Salbitschijen 2981 m is a granite peak belonging to the Uri Alps and overlooking the Göschenental in the Swiss district of Uri, central Switzerland. It's a high class alpine rock destination, featuring the classic West and South ridges, plus many other routes accessible from the Salbithütte, renowned in reason of the excellent quality of its rough granite.
The South ridge of the Salbitschijen is characterized as one of the most beautiful climbs on a ridge of this difficulty on the whole Alps. The rock quality of the granit ridge is perfect and there are very impressive pitches. Together with the good protection (enough but not many bolts) and the great landscape this is a route I would recommend to everyone who's able to climb it.
The main town in the area is Andermatt, a little town lying at St. Gotthard Tunnel northern exit. Andermatt can be suitably approached:
- From the Wallis via Sion, Brig, Gletsch and Furkapass
- From Luzern via Altdorf
- From Bern via Interlaken , Meiringen, Grimselpass, Gletsch and Furkapass
- From Milano (Italy) via Chiasso, Lugano, Bellinzona and the St. Gottard Tunnel
- From Chamonix (France) via Martigny, Brig and Furkapass
From Andermatt follow the road towards Göschenen (5 Km. from Andermatt); in Göschenen turn to left, leaving the main road, and follow the road rising along the Göschenen Valley. Follow the road and pass some houses, until you reach the Ulmi parking lot on the left at about 1195 meters of altitude, in front of a wood with a signposted pole (Salbithutte). No parking fees, no road toll.

- [STORED ROWS]
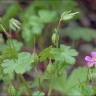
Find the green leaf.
[62,26,96,42]
[38,10,57,23]
[51,45,78,64]
[65,67,88,96]
[2,52,33,74]
[39,46,52,61]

- [TASK BRIEF] Transcribe the Salbitschijen text above in full, word for word.

- [SOLUTION FOR THIS EXERCISE]
Salbitschijen 2981 m is a granite peak belonging to the Uri Alps and overlooking the Göschenental in the Swiss district of Uri, central Switzerland. It's a high class alpine rock destination, featuring the classic West and South ridges, plus many other routes accessible from the Salbithütte, renowned in reason of the excellent quality of its rough granite.
The South ridge of the Salbitschijen is characterized as one of the most beautiful climbs on a ridge of this difficulty on the whole Alps. The rock quality of the granit ridge is perfect and there are very impressive pitches. Together with the good protection (enough but not many bolts) and the great landscape this is a route I would recommend to everyone who's able to climb it.
The main town in the area is Andermatt, a little town lying at St. Gotthard Tunnel northern exit. Andermatt can be suitably approached:
- From the Wallis via Sion, Brig, Gletsch and Furkapass
- From Luzern via Altdorf
- From Bern via Interlaken , Meiringen, Grimselpass, Gletsch and Furkapass
- From Milano (Italy) via Chiasso, Lugano, Bellinzona and the St. Gottard Tunnel
- From Chamonix (France) via Martigny, Brig and Furkapass
From Andermatt follow the road towards Göschenen (5 Km. from Andermatt); in Göschenen turn to left, leaving the main road, and follow the road rising along the Göschenen Valley. Follow the road and pass some houses, until you reach the Ulmi parking lot on the left at about 1195 meters of altitude, in front of a wood with a signposted pole (Salbithutte). No parking fees, no road toll.